____ Given data
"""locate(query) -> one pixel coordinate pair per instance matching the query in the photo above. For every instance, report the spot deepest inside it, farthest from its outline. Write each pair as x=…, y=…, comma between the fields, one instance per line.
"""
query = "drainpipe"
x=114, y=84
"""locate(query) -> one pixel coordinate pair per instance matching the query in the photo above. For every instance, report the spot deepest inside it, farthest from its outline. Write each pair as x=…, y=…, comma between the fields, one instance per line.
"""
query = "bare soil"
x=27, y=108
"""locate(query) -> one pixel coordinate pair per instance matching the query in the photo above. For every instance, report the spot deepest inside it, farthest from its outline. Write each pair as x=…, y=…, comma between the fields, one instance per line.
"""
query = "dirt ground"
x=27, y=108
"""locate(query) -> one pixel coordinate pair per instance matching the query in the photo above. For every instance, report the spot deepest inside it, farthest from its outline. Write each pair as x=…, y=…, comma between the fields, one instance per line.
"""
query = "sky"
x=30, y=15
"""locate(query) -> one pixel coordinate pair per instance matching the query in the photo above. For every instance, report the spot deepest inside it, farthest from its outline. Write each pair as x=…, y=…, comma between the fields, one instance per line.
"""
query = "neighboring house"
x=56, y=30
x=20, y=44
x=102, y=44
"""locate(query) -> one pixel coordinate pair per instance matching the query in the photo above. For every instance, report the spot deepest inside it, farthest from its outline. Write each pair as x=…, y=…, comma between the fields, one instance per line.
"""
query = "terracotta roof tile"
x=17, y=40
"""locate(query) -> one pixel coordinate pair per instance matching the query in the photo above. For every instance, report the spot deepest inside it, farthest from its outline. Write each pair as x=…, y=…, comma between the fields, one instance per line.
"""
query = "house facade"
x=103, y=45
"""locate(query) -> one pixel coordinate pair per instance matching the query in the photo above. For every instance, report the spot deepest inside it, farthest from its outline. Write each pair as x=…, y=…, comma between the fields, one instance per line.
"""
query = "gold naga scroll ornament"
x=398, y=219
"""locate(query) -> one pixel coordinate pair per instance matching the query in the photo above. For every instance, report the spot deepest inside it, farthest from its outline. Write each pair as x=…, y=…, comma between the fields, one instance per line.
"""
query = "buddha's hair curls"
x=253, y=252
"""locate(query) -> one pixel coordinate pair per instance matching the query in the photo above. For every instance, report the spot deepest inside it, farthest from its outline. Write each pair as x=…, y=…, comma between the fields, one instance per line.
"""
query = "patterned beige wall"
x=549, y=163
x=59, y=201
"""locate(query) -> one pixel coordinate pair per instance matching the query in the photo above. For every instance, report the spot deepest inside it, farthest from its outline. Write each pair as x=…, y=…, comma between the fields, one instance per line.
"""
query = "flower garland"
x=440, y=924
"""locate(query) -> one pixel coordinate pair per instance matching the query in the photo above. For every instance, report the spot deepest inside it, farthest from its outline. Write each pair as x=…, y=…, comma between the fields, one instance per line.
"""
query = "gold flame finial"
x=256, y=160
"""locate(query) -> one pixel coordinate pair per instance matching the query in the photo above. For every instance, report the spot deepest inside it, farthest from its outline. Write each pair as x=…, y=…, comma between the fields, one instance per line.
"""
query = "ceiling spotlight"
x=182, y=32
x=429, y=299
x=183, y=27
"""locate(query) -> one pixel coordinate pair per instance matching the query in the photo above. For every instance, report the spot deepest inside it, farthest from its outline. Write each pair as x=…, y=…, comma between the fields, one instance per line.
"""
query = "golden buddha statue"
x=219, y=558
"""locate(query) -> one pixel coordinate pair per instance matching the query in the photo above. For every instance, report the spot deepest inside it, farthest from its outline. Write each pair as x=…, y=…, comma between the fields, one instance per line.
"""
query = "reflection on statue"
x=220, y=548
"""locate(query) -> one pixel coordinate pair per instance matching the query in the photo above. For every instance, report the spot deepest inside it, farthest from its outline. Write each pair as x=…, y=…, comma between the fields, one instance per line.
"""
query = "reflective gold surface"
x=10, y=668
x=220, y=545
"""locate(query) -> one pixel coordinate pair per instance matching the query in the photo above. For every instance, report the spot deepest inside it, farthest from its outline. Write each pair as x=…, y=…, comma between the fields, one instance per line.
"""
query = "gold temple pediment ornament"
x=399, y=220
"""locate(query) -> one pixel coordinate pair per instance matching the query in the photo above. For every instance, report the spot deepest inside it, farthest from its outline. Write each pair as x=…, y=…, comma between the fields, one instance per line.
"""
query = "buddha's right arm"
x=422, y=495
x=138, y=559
________
**Problem description**
Repeat the records above exactly, leaving none out.

**Result**
"""locate(query) -> one pixel coordinate pair per instance matching the query in the photo above. For every instance, report the spot deepest inside it, farthest from its outline. Write each pair as x=…, y=…, comma between the fields, one instance per line.
"""
query = "drainpipe"
x=114, y=84
"""locate(query) -> one pixel coordinate pair per instance matching the query in the photo above. For every instance, report the spot deepest inside it, farthest from its outline. Write each pair as x=…, y=…, comma between the fields, one instance per line.
"""
query = "bare soil"
x=27, y=108
"""locate(query) -> one pixel coordinate pair per instance matching the query in the photo above. For every instance, report the spot deepest inside it, farthest from its outline. Write each pair as x=…, y=…, comma between the fields, one instance per line.
"""
query = "dirt ground"
x=27, y=108
"""locate(query) -> one pixel coordinate pair per instance matching the query in the photo above. For every instance, report the spot deepest inside it, farthest from its outline. Write each pair as x=…, y=…, comma between the fields, one instance per line.
"""
query = "sky"
x=30, y=15
"""locate(query) -> one pixel coordinate pair per instance matching the query in the photo above. For every instance, report the spot deepest inside it, farthest from its outline. Write each pair as x=…, y=…, comma between the fields, one instance per line.
"""
query = "neighboring house"
x=56, y=30
x=20, y=44
x=102, y=44
"""locate(query) -> one pixel coordinate pair per instance matching the query in the photo above. For every instance, report the spot deepest inside it, farthest from its outline. Write each pair as x=…, y=…, comma between the fields, one instance per line.
"""
query = "terracotta roof tile"
x=17, y=40
"""locate(query) -> one pixel coordinate pair per instance matching the query in the photo above. For every instance, report the spot deepest inside it, farthest from its outline. Write each pair as x=…, y=…, comma between the fields, one instance per line.
"""
query = "house facade"
x=103, y=45
"""locate(query) -> one pixel coordinate pair per instance matching the query in the photo above. For every instance, report the spot deepest inside it, farthest from its outline. Write each pair as x=…, y=…, comma between the fields, one instance per line.
"""
query = "gold naga scroll ornament"
x=398, y=219
"""locate(query) -> one pixel coordinate pair per instance matching the query in the photo above. For every instance, report the spot deepest inside it, farthest from its outline. Write each pair as x=…, y=…, comma between the fields, one instance per line.
"""
query = "buddha's hair curls"
x=253, y=252
"""locate(query) -> one pixel coordinate pair per instance matching the query in the photo above. For every instance, report the spot deepest inside it, farthest from its outline. Write each pair as x=…, y=…, comma between the fields, one instance per line.
"""
query = "patterned beige wall"
x=549, y=163
x=59, y=201
"""locate(query) -> one pixel coordinate pair per instance matching the query in the photo above. For every instance, report the spot deepest inside it, farthest from its outline. Write each pair as x=…, y=…, comma between the fields, one instance per line.
"""
query = "flower garland"
x=440, y=924
"""locate(query) -> one pixel coordinate pair per instance matching the query in the photo above. For every instance, report the spot deepest inside it, farthest from its outline. Write each pair as x=…, y=…, comma between the fields, one instance per line.
"""
query = "gold flame finial"
x=256, y=160
"""locate(query) -> one pixel coordinate pair per instance matching the query in the photo above. For every instance, report the spot deepest inside it, farthest from its outline. Write each pair as x=…, y=…, comma between the fields, one instance per line.
"""
query = "ceiling spotlight"
x=182, y=32
x=429, y=299
x=183, y=27
"""locate(query) -> one pixel coordinate pair per instance matching the query in the photo above. For every instance, report the spot deepest inside it, farthest from its outline. Write each pair as x=…, y=…, comma between the fields, one instance per line.
"""
query = "golden buddha statue"
x=219, y=558
"""locate(query) -> one pixel coordinate pair per instance matching the query in the photo above. For every instance, report the spot deepest inside it, farthest from its outline. Write each pair as x=…, y=…, comma between the fields, one instance per line.
"""
query = "reflection on statue"
x=220, y=548
"""locate(query) -> one pixel coordinate pair per instance matching the query in the photo above. For every instance, report the spot deepest inside it, farthest from its outline. Write each pair as x=…, y=…, comma between the fields, one instance per line.
"""
query = "reflective gold surface"
x=10, y=668
x=220, y=545
"""locate(query) -> one pixel coordinate pair per instance matching the query in the photo above. For every instance, report the spot deepest inside it, farthest from its outline. Write each pair as x=…, y=…, comma between the fields, one instance per line.
"""
query = "gold temple pediment ornament"
x=399, y=220
"""locate(query) -> one pixel coordinate pair per instance matching the query in the photo above. For every instance, report the spot deepest inside it, farthest from its outline. Write each pair as x=…, y=…, comma between the fields, one instance per line.
"""
query = "buddha's right arm"
x=422, y=495
x=138, y=559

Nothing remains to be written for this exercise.